-- start of Text section --
Am gratified for your help,

Norm


----------



## dirtsailor2003

Normex said:


> Today I stopped at a very good butcher and bought around 30lbs of pork tenderloin, pork loin for jerkies, pork butt, and london broil sliced up 1/4 inch along with pork loin.
> I am ready to try your recipe and I would like to ask a last detail question which is how long should it rest with your recipe in the fridge before it would be ready to smoke?
> 
> Am gratified for your help,
> 
> Norm



Minimum overnight for the cure to do its thing. I have let it go as long as 48 hours.


----------



## reeltight79

Looks easy and good! two things I like! Going to try this one this weekend.


----------



## dirtsailor2003

Reeltight79 said:


> Looks easy and good! two things I like! Going to try this one this weekend.



It really is. It's good for beef, pork and turkey jerky.
-- end of Text section --
→ Task requirements
1 – List the cuts of meat that Norm says he bought at the butcher in the jerky thread.
2 – Using the jerky thread, decide whether each statement is true: (a) Norm bought around 30 pounds of meat. (b) dirtsailor2003 says the meat should rest no longer than overnight before smoking. (c) reeltight79 plans to try the recipe this weekend. Answer yes or no for each, and quote the deciding words.
3 – Carry on the jerky thread from the point where it stops.
-- start of Records shown --
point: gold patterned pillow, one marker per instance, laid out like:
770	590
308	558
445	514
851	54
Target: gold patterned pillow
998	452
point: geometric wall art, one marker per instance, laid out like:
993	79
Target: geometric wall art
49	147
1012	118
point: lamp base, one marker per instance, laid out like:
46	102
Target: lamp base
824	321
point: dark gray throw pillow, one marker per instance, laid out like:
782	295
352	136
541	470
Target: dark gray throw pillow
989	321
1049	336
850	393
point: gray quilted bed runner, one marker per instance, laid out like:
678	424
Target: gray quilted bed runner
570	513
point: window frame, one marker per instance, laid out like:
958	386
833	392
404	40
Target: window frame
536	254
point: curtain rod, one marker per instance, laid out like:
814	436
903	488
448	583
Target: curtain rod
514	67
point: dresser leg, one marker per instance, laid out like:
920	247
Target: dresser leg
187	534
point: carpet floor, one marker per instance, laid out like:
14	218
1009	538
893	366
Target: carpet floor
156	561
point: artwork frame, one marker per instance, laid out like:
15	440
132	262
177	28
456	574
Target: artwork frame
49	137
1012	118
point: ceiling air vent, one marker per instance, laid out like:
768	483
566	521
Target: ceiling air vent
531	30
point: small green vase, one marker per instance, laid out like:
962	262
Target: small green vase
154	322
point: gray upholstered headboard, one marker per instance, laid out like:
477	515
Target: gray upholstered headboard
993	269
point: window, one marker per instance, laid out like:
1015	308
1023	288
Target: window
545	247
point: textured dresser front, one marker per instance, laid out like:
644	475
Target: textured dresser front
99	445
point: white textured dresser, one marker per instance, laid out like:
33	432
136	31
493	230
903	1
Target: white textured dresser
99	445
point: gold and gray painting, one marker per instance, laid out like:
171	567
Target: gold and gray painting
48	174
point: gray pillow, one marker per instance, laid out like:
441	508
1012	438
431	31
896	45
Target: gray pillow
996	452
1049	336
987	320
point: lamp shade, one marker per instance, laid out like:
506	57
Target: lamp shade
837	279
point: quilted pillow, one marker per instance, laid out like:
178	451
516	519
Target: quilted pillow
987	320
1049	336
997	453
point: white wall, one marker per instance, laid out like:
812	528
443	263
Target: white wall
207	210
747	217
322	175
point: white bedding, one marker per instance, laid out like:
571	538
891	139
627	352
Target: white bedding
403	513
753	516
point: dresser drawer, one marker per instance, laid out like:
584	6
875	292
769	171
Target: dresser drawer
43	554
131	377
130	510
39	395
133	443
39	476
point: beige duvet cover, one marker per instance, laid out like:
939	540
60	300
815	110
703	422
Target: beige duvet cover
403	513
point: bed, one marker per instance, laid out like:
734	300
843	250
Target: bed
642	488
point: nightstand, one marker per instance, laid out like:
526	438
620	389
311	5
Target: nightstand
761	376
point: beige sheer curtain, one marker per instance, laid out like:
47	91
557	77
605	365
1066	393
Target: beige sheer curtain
-- end of Records shown --
→ Answers to the exercises
1 – pork tenderloin, pork loin, pork butt, london broil

2 –
(a) Yes: "bought around 30lbs"
(b) No: "Minimum overnight for the cure to do its thing. I have let it go as long as 48 hours."
(c) Yes: "Going to try this one this weekend."

3 –
Last couple batches I haven't added anything else to the recipe except garlic powder.


----------



## tropics

Case have you ever made this with Pork,I just picked up another 3 packs of Tenderloins.How thick would you recommend?

Richie


----------



## crankybuzzard

Here you go Richie!

http://www.smokingmeatforums.com/t/247420/thai-style-pork-loin-jerky

You'll love it!


----------



## tropics

CrankyBuzzard said:


> Here you go Richie!
> 
> http://www.smokingmeatforums.com/t/247420/thai-style-pork-loin-jerky
> 
> You'll love it!


CB Thanks I am still curious as to how thick,I haven't made Jerky in ages,so I don't want to go to thick.

Richie


----------



## dirtsailor2003

tropics said:


> CB Thanks I am still curious as to how thick,I haven't made Jerky in ages,so I don't want to go to thick.
> 
> Richie


I cut mine (with a knife) 3/16" or there about. Ends up super thin once dried out. That's the way my boys like it best. I also like to go thicker too though. I will go 1/2" occasionally. This I don't dry as much and has a softer chew.

I need to make some more. Now that I have the smokers shoveled out maybe I can!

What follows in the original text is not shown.